▸ Data records
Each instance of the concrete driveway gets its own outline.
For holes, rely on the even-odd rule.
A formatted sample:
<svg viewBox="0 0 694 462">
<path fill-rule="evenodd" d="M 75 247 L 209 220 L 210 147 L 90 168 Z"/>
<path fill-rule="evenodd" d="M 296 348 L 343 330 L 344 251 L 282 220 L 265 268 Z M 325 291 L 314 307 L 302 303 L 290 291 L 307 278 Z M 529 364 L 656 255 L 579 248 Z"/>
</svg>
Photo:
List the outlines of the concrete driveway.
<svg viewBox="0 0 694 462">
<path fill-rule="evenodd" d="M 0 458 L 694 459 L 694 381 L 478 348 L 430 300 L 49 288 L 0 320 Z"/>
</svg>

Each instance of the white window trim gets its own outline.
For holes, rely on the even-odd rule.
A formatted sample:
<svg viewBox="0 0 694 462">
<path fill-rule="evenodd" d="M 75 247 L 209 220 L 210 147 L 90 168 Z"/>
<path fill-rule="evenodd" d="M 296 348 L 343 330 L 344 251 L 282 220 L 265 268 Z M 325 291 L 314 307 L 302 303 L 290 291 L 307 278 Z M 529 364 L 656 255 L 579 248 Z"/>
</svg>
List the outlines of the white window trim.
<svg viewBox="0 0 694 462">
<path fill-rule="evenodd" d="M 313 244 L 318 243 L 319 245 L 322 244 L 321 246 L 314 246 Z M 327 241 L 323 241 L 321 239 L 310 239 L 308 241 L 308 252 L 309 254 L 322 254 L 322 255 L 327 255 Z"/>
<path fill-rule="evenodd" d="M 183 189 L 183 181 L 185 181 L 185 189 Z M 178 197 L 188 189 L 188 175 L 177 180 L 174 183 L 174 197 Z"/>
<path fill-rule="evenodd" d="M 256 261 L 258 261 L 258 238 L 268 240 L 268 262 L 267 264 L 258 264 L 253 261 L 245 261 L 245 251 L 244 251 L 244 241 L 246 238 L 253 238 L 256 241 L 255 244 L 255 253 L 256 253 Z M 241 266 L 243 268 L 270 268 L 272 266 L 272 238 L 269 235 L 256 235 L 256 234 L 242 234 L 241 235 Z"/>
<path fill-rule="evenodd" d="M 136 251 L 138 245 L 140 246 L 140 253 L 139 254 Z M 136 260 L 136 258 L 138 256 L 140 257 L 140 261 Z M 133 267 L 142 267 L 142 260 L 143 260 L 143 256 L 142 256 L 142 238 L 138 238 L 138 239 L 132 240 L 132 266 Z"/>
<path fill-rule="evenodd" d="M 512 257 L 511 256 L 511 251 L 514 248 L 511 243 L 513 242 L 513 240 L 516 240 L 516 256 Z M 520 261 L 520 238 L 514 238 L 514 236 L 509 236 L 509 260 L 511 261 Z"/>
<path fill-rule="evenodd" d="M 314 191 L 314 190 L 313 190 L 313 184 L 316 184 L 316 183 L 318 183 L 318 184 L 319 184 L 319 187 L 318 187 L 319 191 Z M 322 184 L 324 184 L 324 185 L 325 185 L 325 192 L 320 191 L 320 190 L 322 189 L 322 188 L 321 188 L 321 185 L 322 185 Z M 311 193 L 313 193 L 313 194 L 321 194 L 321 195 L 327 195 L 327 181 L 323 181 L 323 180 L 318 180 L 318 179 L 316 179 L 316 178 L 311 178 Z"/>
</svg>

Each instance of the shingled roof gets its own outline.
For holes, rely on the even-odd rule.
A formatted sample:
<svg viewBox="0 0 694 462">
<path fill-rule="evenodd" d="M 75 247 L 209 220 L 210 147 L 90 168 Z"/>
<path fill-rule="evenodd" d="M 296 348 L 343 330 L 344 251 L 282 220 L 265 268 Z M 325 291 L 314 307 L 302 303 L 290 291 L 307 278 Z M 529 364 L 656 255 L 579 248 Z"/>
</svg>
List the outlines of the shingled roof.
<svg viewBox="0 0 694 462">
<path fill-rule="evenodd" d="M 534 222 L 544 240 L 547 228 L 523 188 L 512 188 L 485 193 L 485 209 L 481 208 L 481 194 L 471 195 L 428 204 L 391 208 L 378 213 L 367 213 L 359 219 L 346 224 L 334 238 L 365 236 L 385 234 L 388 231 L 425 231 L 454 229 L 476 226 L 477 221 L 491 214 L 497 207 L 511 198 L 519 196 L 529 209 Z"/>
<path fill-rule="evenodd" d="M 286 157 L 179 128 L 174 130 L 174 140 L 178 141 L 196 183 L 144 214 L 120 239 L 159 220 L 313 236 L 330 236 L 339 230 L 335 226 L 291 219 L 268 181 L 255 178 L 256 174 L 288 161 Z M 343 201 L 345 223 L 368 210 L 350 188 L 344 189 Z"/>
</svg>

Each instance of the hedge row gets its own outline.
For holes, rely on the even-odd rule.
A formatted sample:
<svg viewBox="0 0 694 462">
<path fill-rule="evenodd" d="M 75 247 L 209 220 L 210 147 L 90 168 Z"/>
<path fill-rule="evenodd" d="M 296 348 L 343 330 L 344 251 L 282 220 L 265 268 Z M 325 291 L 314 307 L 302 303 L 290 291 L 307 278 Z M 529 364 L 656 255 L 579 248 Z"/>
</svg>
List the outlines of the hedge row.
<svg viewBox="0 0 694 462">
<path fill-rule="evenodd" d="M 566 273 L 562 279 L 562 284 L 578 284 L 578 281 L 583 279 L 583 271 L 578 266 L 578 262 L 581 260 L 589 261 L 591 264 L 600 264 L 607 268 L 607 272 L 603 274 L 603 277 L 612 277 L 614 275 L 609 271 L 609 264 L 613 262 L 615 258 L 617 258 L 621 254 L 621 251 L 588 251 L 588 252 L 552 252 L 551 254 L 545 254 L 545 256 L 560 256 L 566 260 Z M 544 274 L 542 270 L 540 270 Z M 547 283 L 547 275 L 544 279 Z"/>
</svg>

▸ Given request
Copy out the records above, putting "model layout" wherever "formatted sample" appears and leaving everything else untouched.

▸ Output for this exercise
Each instance of the concrete driveway gets its own outline.
For holes, rely on the even-odd rule.
A model layout:
<svg viewBox="0 0 694 462">
<path fill-rule="evenodd" d="M 75 247 L 209 220 L 210 147 L 90 168 Z"/>
<path fill-rule="evenodd" d="M 296 348 L 343 330 L 344 251 L 282 220 L 265 268 Z M 325 291 L 314 307 L 302 303 L 290 291 L 307 278 Z M 529 364 L 656 255 L 579 248 Z"/>
</svg>
Photo:
List the outlines of the concrete driveway.
<svg viewBox="0 0 694 462">
<path fill-rule="evenodd" d="M 0 458 L 694 459 L 694 381 L 478 348 L 430 300 L 49 288 L 0 320 Z"/>
</svg>

Each instance of the white window trim gets its own outline.
For holes, rely on the even-odd rule.
A model layout:
<svg viewBox="0 0 694 462">
<path fill-rule="evenodd" d="M 75 247 L 209 220 L 210 147 L 90 168 Z"/>
<path fill-rule="evenodd" d="M 296 348 L 343 330 L 344 251 L 282 220 L 265 268 Z M 325 291 L 314 307 L 302 303 L 290 291 L 307 278 Z M 529 364 L 656 255 L 579 248 Z"/>
</svg>
List the outlines of the white window trim.
<svg viewBox="0 0 694 462">
<path fill-rule="evenodd" d="M 313 244 L 318 243 L 319 245 L 322 244 L 321 246 L 314 246 Z M 327 241 L 323 241 L 321 239 L 310 239 L 308 241 L 308 252 L 309 254 L 322 254 L 322 255 L 327 255 Z"/>
<path fill-rule="evenodd" d="M 183 189 L 183 181 L 185 181 L 185 189 Z M 178 197 L 188 189 L 188 175 L 177 180 L 174 183 L 174 197 Z"/>
<path fill-rule="evenodd" d="M 256 261 L 258 261 L 258 238 L 268 240 L 268 262 L 267 264 L 258 264 L 253 261 L 245 261 L 245 251 L 244 251 L 244 241 L 246 238 L 253 238 L 256 241 L 255 244 L 255 253 L 256 253 Z M 241 266 L 243 268 L 270 268 L 272 266 L 272 238 L 269 235 L 256 235 L 256 234 L 242 234 L 241 235 Z"/>
<path fill-rule="evenodd" d="M 136 251 L 138 245 L 140 246 L 140 253 L 139 254 Z M 136 260 L 136 258 L 138 256 L 140 257 L 140 261 Z M 133 267 L 142 267 L 142 260 L 143 260 L 143 256 L 142 256 L 142 238 L 138 238 L 138 239 L 132 240 L 132 266 Z"/>
<path fill-rule="evenodd" d="M 512 257 L 511 256 L 511 251 L 514 248 L 511 243 L 513 242 L 513 240 L 516 240 L 516 256 Z M 520 261 L 520 238 L 514 238 L 514 236 L 509 236 L 509 260 L 511 261 Z"/>
<path fill-rule="evenodd" d="M 314 191 L 314 190 L 313 190 L 313 184 L 316 184 L 316 183 L 318 183 L 318 184 L 319 184 L 319 187 L 318 187 L 319 191 Z M 322 184 L 324 184 L 324 185 L 325 185 L 325 192 L 320 191 L 320 190 L 322 189 L 322 188 L 321 188 L 321 185 L 322 185 Z M 311 193 L 313 193 L 313 194 L 321 194 L 321 195 L 327 195 L 327 181 L 323 181 L 323 180 L 318 180 L 318 179 L 316 179 L 316 178 L 311 178 Z"/>
</svg>

Each instance of the shingled roof gets its own outline.
For holes, rely on the even-odd rule.
A model layout:
<svg viewBox="0 0 694 462">
<path fill-rule="evenodd" d="M 75 247 L 209 220 L 210 147 L 90 168 Z"/>
<path fill-rule="evenodd" d="M 296 348 L 343 330 L 344 251 L 282 220 L 265 268 Z M 325 291 L 314 307 L 302 303 L 290 291 L 307 278 Z M 529 364 L 656 255 L 579 248 Z"/>
</svg>
List the outlines of the shingled roof.
<svg viewBox="0 0 694 462">
<path fill-rule="evenodd" d="M 534 222 L 544 240 L 547 228 L 523 188 L 512 188 L 485 193 L 485 209 L 481 208 L 481 194 L 471 195 L 428 204 L 391 208 L 378 213 L 367 213 L 359 219 L 346 224 L 334 238 L 365 236 L 385 234 L 388 231 L 425 231 L 454 229 L 476 226 L 477 221 L 491 214 L 497 207 L 511 198 L 519 196 L 529 209 Z"/>
<path fill-rule="evenodd" d="M 286 157 L 179 128 L 174 130 L 174 140 L 178 141 L 196 183 L 144 214 L 120 239 L 159 220 L 313 236 L 330 236 L 339 230 L 335 226 L 291 219 L 268 181 L 255 178 L 256 174 L 288 161 Z M 343 201 L 345 223 L 368 210 L 350 188 L 344 189 Z"/>
</svg>

Each instance of the hedge row gets its own outline.
For holes, rely on the even-odd rule.
A model layout:
<svg viewBox="0 0 694 462">
<path fill-rule="evenodd" d="M 75 247 L 209 220 L 210 147 L 90 168 Z"/>
<path fill-rule="evenodd" d="M 296 348 L 343 330 L 344 251 L 282 220 L 265 268 Z M 325 291 L 314 307 L 302 303 L 290 291 L 307 278 Z M 529 364 L 656 255 L 579 248 Z"/>
</svg>
List the outlines of the hedge row.
<svg viewBox="0 0 694 462">
<path fill-rule="evenodd" d="M 566 273 L 562 279 L 562 284 L 578 284 L 578 281 L 583 279 L 583 271 L 578 266 L 578 262 L 581 260 L 589 261 L 591 264 L 600 264 L 607 268 L 607 272 L 603 274 L 603 277 L 612 277 L 614 275 L 609 271 L 609 264 L 613 262 L 615 258 L 617 258 L 621 254 L 621 251 L 588 251 L 588 252 L 552 252 L 551 254 L 545 254 L 545 256 L 560 256 L 566 260 Z M 544 274 L 542 270 L 540 270 Z M 547 283 L 547 275 L 544 279 Z"/>
</svg>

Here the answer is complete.